Task to complete:
Please output exactly the lines that run from the line with "Query: priest's beard" through the final line of the data, inclusive, and nothing more.

++++ Supplied information

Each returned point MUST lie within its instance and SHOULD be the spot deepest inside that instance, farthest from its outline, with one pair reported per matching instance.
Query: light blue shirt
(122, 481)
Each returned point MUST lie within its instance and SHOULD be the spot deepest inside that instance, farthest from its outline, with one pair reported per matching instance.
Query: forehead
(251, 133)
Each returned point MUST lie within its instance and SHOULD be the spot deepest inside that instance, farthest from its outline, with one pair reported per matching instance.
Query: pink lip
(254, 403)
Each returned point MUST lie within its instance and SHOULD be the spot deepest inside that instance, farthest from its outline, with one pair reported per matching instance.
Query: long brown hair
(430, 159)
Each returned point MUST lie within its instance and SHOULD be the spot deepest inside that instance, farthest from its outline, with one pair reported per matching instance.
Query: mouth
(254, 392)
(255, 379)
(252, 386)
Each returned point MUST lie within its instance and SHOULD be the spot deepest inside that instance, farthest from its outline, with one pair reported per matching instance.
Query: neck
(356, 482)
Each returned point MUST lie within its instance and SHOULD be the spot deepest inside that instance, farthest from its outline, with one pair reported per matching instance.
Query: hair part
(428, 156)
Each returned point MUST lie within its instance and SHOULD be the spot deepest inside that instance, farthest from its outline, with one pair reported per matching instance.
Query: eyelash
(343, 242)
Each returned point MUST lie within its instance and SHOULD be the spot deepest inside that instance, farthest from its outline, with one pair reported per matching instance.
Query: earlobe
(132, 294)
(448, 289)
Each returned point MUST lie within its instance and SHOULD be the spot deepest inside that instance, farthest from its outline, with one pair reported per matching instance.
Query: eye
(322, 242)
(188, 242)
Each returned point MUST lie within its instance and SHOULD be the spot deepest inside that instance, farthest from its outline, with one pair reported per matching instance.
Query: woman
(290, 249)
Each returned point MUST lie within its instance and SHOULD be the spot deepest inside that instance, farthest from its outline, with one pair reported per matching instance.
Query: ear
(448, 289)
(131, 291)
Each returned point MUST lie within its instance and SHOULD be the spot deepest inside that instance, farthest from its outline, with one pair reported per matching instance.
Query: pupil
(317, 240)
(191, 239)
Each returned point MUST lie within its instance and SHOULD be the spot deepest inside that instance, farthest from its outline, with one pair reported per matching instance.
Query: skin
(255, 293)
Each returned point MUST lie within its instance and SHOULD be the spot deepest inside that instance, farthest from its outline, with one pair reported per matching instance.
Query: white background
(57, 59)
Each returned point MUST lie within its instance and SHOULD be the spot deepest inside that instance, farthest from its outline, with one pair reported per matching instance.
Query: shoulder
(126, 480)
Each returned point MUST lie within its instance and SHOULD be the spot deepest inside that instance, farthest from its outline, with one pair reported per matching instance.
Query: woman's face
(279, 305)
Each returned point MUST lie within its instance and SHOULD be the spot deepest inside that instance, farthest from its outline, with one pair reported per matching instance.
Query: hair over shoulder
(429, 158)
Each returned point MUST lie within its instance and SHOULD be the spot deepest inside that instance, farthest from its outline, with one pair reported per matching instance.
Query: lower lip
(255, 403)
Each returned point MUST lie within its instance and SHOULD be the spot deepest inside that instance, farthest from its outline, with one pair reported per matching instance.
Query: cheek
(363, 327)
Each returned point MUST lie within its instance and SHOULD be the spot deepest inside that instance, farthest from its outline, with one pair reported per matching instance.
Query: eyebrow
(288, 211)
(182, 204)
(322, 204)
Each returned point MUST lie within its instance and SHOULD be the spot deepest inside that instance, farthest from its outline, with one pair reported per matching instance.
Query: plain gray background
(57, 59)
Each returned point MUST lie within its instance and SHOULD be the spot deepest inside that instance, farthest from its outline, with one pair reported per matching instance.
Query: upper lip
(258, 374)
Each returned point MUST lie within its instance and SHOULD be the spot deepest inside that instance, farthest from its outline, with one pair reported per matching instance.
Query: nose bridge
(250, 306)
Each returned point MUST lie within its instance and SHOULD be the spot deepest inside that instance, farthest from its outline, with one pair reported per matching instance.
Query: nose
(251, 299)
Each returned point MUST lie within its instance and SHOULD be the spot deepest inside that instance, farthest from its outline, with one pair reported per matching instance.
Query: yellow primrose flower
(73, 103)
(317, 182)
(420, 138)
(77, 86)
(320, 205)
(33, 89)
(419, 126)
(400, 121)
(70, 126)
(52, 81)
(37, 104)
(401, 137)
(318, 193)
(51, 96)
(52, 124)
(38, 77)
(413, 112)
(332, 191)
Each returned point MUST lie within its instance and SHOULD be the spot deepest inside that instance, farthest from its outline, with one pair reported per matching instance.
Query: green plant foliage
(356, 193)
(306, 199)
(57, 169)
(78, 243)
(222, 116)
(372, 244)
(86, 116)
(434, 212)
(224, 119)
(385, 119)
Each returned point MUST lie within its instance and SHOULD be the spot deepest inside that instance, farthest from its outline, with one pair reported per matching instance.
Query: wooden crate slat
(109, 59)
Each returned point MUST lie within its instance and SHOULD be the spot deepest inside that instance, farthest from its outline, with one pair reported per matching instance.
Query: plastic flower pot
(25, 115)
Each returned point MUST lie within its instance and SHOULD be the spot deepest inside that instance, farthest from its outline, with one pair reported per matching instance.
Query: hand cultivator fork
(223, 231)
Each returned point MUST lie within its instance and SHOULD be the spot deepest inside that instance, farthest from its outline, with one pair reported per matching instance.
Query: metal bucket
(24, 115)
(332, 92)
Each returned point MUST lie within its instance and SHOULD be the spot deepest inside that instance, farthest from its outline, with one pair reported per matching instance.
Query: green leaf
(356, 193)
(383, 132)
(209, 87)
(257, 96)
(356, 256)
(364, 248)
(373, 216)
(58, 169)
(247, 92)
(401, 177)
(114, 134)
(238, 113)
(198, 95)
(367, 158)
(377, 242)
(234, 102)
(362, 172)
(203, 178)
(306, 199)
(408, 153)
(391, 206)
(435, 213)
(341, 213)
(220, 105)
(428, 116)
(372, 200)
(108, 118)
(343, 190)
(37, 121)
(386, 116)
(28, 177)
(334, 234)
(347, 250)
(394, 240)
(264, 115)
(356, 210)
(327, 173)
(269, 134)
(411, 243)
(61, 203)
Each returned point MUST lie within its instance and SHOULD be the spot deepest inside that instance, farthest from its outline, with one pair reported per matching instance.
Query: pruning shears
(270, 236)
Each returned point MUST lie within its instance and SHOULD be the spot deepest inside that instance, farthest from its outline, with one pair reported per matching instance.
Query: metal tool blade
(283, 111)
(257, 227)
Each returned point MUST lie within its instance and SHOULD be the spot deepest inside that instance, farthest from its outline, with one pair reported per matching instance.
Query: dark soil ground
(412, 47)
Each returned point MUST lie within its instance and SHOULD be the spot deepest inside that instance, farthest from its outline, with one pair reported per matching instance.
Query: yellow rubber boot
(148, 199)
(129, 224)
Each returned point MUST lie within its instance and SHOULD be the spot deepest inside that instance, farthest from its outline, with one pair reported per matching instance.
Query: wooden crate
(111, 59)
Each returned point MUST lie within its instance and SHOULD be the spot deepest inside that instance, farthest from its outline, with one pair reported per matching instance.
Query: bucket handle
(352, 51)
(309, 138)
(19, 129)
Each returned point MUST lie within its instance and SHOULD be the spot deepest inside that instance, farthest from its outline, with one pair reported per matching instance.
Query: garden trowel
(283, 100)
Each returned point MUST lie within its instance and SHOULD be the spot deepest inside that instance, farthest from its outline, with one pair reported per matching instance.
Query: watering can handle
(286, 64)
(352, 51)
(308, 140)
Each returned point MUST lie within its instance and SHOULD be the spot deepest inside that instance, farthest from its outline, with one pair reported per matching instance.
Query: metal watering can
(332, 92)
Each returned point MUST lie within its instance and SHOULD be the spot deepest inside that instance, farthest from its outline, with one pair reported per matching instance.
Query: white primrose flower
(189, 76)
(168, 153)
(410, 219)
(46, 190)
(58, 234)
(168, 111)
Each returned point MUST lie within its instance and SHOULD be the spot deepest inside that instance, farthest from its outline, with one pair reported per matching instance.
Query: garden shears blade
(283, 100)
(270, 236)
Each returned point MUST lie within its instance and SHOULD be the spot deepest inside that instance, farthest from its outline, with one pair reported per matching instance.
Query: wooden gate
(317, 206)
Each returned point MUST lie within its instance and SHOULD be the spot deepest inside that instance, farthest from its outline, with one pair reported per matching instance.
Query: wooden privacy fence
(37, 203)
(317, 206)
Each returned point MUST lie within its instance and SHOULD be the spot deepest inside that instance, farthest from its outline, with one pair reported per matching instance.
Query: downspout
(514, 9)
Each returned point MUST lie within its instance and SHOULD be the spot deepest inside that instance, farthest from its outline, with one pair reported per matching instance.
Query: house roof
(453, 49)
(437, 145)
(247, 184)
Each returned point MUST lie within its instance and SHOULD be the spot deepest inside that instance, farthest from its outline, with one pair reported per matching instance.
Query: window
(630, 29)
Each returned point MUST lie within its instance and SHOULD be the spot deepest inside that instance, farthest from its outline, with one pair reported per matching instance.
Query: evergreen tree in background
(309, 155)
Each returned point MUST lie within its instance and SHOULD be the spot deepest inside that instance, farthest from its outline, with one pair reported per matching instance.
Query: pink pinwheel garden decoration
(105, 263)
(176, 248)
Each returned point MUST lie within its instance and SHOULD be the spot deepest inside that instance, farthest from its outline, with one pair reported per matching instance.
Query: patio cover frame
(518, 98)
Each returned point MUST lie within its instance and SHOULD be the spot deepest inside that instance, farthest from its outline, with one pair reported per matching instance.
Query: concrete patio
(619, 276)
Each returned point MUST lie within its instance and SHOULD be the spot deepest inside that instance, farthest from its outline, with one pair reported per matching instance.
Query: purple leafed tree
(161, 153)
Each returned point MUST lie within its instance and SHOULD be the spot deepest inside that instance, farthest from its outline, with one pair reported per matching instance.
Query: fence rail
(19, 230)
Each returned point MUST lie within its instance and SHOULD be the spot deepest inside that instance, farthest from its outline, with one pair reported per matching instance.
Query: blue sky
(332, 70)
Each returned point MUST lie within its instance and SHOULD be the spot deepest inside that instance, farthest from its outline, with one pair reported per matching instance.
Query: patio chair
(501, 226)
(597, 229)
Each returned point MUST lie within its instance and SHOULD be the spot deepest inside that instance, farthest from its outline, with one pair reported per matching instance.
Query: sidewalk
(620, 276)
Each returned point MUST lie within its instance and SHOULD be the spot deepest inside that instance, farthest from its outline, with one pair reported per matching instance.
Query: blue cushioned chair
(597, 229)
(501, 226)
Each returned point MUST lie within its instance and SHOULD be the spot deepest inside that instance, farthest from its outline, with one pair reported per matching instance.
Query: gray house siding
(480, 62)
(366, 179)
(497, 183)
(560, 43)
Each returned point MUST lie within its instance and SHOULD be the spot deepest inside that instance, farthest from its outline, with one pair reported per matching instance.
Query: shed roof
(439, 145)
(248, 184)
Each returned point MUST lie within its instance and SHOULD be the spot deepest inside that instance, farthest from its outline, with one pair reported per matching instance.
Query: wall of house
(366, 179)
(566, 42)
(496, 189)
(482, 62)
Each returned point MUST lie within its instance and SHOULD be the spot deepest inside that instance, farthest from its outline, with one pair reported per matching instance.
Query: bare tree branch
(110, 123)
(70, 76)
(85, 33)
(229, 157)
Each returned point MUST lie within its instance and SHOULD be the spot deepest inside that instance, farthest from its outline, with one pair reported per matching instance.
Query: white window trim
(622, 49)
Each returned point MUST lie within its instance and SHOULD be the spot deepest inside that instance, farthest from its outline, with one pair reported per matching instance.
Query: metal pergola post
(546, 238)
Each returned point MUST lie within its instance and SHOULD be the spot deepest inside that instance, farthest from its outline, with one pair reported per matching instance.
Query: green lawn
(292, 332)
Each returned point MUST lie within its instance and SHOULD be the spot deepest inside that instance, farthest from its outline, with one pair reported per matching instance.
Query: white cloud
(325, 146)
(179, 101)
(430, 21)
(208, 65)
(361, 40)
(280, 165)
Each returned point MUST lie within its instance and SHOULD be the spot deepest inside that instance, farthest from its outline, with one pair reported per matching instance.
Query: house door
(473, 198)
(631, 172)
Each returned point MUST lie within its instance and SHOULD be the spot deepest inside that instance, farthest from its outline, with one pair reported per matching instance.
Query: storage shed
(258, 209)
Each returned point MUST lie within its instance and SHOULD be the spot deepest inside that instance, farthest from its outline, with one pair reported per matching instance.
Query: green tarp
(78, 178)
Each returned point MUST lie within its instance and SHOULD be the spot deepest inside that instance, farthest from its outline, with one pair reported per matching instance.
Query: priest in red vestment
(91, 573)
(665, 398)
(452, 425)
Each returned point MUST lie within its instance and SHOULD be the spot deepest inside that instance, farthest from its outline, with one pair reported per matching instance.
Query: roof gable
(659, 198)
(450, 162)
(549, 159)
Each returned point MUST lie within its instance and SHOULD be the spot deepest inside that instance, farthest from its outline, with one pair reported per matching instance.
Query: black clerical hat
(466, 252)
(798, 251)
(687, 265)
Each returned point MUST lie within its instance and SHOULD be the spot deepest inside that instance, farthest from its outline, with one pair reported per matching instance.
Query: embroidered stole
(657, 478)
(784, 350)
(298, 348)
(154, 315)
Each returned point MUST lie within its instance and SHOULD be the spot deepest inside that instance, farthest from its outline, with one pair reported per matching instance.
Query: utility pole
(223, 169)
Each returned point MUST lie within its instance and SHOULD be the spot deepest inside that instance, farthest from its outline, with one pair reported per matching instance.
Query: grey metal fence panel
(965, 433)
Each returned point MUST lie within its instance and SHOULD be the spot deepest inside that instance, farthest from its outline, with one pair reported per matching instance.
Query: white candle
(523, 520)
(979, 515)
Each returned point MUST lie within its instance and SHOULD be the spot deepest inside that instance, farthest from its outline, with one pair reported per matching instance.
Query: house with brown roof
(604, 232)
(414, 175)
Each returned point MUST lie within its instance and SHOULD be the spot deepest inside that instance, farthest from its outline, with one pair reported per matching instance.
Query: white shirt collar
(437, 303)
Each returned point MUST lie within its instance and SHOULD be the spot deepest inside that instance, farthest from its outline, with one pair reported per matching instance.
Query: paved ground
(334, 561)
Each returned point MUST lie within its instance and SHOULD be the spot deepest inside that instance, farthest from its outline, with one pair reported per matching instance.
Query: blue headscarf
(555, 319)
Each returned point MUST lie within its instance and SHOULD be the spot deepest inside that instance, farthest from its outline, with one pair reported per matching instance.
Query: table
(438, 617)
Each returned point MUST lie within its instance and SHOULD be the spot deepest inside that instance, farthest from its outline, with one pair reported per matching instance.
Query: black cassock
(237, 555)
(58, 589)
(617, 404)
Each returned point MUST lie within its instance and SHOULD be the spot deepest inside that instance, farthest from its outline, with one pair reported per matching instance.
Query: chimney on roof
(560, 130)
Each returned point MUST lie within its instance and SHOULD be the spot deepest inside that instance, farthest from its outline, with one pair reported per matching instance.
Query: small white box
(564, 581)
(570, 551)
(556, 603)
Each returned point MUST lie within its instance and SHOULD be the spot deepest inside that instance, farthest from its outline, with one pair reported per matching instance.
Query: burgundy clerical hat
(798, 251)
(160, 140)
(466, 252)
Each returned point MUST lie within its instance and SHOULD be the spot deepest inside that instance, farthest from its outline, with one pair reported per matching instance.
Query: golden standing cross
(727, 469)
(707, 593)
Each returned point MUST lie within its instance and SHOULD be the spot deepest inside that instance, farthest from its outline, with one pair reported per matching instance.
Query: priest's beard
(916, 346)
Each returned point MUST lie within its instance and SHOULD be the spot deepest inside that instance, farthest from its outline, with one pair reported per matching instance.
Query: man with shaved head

++++++++

Written reply:
Query: priest's beard
(916, 346)
Each returned point MUST lie within its instance and SHOULD be the spot deepest inside that instance, farthest from its outline, with one pair reported per matching instance.
Query: man with shaved head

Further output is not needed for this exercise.